((

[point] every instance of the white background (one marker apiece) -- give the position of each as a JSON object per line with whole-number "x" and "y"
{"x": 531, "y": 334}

))
((

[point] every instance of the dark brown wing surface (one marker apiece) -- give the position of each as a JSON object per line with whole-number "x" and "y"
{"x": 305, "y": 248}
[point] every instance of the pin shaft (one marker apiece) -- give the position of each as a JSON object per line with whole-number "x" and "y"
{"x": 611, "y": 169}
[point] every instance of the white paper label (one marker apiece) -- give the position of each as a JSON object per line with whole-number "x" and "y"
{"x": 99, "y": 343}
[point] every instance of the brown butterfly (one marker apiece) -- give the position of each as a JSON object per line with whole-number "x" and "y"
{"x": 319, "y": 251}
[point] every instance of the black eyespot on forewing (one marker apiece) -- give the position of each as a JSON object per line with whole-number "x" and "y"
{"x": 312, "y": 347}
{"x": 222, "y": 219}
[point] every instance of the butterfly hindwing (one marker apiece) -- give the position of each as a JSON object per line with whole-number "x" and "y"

))

**YOUR OBJECTIVE:** Reproduce word for word the material above, beginning with the line that contains "[point] every instance of the white paper" and ending with the line that contains "[point] every instance of the butterfly".

**THE ANSWER:**
[point] every instance of the white paper label (one marker apiece) -- give the position of each as a JSON object per line with whole-number "x" and "y"
{"x": 99, "y": 343}
[point] every instance of the brown butterfly (one marker apiece) -- give the position of each as a JSON object per line with whole-number "x" and "y"
{"x": 319, "y": 251}
[point] every instance of the black eyespot on forewing (one marker apiece) -- give the position of each as a JSON object per line with whole-number "x" and "y"
{"x": 312, "y": 347}
{"x": 222, "y": 219}
[point] every instance of the butterfly hindwing (one marker apiece) -- give the position of each as a JSON object per line with whole-number "x" and "y"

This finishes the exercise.